▶ _Aim of the exercise_:
Exact repetition is required: output every record in full.

--- --- ---

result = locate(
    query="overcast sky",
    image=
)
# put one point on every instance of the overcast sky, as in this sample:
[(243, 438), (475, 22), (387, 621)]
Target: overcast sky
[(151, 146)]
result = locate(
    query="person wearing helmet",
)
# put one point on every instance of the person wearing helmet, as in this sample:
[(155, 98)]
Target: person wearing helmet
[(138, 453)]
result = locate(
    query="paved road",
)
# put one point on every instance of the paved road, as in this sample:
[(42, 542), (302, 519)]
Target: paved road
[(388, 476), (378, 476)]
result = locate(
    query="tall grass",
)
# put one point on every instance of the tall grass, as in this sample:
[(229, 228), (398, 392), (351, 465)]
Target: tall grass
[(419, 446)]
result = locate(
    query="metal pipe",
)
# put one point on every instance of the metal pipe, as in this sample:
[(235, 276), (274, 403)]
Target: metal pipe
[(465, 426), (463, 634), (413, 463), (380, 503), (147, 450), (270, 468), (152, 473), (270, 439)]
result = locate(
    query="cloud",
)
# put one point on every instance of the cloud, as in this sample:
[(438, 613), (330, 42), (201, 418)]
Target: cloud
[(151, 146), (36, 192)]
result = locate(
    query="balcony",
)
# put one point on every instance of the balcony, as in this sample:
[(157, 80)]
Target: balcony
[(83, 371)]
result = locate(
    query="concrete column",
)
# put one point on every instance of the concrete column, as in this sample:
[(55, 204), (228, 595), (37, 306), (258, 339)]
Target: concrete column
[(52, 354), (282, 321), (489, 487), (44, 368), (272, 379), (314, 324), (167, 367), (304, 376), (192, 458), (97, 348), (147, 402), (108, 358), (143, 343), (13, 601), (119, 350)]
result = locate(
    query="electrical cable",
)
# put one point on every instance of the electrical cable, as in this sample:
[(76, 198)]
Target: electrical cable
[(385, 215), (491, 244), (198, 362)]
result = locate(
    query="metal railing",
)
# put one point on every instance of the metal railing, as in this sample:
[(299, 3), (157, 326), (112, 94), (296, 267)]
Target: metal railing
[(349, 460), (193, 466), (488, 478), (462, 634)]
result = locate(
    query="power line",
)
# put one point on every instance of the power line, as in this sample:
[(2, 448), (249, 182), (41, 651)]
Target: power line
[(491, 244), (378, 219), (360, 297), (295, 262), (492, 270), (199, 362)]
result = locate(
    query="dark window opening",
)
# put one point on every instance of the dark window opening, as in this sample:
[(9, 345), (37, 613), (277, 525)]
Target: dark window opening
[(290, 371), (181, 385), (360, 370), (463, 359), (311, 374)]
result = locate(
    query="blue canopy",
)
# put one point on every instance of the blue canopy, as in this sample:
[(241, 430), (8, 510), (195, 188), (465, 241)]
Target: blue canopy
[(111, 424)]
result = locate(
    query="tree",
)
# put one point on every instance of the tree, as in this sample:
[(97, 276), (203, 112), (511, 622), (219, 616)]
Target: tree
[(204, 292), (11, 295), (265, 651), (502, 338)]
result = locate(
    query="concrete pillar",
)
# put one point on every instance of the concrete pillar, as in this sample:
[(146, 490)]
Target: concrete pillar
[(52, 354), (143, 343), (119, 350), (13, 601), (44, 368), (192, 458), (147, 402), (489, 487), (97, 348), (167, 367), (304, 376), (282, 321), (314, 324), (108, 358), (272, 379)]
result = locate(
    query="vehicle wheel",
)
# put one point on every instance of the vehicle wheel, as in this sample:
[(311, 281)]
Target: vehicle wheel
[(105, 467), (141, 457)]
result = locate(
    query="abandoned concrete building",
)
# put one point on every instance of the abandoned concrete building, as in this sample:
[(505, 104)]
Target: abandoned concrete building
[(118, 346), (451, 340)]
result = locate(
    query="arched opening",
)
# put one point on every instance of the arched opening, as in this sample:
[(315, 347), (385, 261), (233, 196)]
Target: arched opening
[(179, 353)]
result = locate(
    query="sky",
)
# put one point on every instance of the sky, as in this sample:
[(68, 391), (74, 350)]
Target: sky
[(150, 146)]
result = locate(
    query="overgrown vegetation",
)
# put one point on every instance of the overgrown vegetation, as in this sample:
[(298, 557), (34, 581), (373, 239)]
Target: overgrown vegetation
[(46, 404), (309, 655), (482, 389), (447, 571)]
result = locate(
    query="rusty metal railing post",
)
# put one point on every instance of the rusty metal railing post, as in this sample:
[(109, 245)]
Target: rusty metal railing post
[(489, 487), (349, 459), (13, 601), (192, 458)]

--- --- ---

▶ _Exercise result_:
result = locate(
    query="overcast sky",
    image=
)
# put one point on every instance of the overcast sky, as in this sample:
[(243, 438), (475, 22), (387, 621)]
Target: overcast sky
[(151, 146)]
result = locate(
    query="person wearing helmet",
)
# put one point on every instance of the person wearing helmet, as in this sample:
[(155, 98)]
Target: person wearing helmet
[(138, 453)]
result = locate(
    query="paved road",
)
# put one point on every instance of the paved road, as in this sample:
[(42, 542), (302, 519)]
Target: paved road
[(388, 476), (378, 476)]
result = locate(
    query="tall grass",
)
# put one point on every instance of the tall grass, as in this sample:
[(229, 228), (398, 392), (351, 465)]
Target: tall grass
[(419, 446)]
result = locate(
    query="metal pipe",
)
# put one point on every instance of the metal pipe, as in this sample:
[(235, 276), (274, 403)]
Target: metal pipe
[(465, 426), (463, 634), (413, 463), (380, 503), (147, 450), (270, 468), (152, 473), (270, 439)]
result = locate(
    query="cloud",
)
# put one point on every instance of the cloud, as in this sample:
[(438, 613), (330, 42), (201, 418)]
Target: cloud
[(151, 146), (36, 192)]
result = locate(
    query="balcony",
)
# put one point on every instance of the balcony, as in this sample:
[(157, 80)]
Target: balcony
[(83, 371)]
result = locate(
    query="concrete column",
)
# put one point on every instance of the concrete column, as in this sample:
[(55, 204), (228, 595), (37, 306), (258, 339)]
Target: concrete column
[(52, 354), (282, 321), (489, 487), (44, 368), (272, 379), (314, 324), (167, 367), (304, 376), (192, 458), (97, 348), (147, 402), (108, 358), (143, 343), (13, 601), (119, 350)]
result = locate(
    query="electrical cable",
)
# put one point on every instance of the electrical cable, as in this sample:
[(76, 198)]
Target: electrical cable
[(385, 215), (491, 244), (198, 362)]
result = locate(
    query="metal railing",
)
# put one point on every instance of the metal railing, as in this sample:
[(299, 3), (157, 326), (112, 94), (296, 267)]
Target: metal railing
[(349, 460), (193, 466), (488, 478), (462, 634)]
result = locate(
    query="power line",
)
# put one point on every instance of the power line, as in this sample:
[(2, 448), (249, 182), (41, 651)]
Target: power line
[(491, 244), (378, 219), (360, 297), (295, 262), (492, 270), (199, 362)]
result = locate(
    query="dark window opening",
)
# put one point on every instance of the dark window opening, as in this sample:
[(9, 345), (37, 613), (277, 525)]
Target: dark window opening
[(290, 371), (181, 385), (360, 370), (463, 359), (311, 374)]
result = locate(
    query="blue canopy",
)
# put one point on every instance of the blue canopy, as in this sample:
[(241, 430), (8, 510), (195, 188), (465, 241)]
Target: blue canopy
[(111, 424)]
result = locate(
    query="tree",
)
# put one point on every instance of the tree, as in this sample:
[(97, 276), (203, 112), (511, 622), (219, 616)]
Target: tree
[(204, 292), (11, 295), (265, 651), (502, 338)]
result = locate(
    query="concrete pillar",
)
# put one point on every instance of the concrete pillar, as in this sample:
[(146, 490)]
Target: concrete pillar
[(52, 354), (143, 343), (119, 350), (13, 601), (44, 368), (192, 458), (147, 402), (489, 487), (97, 348), (167, 367), (304, 376), (282, 321), (314, 324), (108, 358), (272, 379)]
result = locate(
    query="vehicle wheel",
)
# put one point on every instance of the vehicle wheel, as in this sample:
[(311, 281)]
Target: vehicle wheel
[(105, 467), (141, 457)]
result = locate(
    query="abandoned concrete building",
)
# put one point on every instance of the abandoned concrete building, as in this sample:
[(505, 104)]
Target: abandoned concrete building
[(118, 346), (451, 340)]
result = locate(
    query="arched opening",
)
# put one point on every instance of the arched opening, as in this sample:
[(315, 347), (385, 261), (233, 196)]
Target: arched opening
[(179, 353)]
result = locate(
    query="sky",
)
# put one point on every instance of the sky, as in this sample:
[(68, 391), (74, 350)]
Target: sky
[(150, 146)]
result = locate(
    query="overgrown vegetation",
)
# put one point on every instance of the overgrown vegetation, as in this sample:
[(298, 557), (34, 581), (373, 239)]
Target: overgrown vegetation
[(46, 404), (309, 655), (482, 389), (447, 571)]
result = locate(
    query="rusty metal railing post",
)
# put one point on every instance of the rusty metal railing post, as in this sample:
[(109, 245)]
Target: rusty metal railing post
[(489, 487), (349, 459), (13, 601), (192, 458)]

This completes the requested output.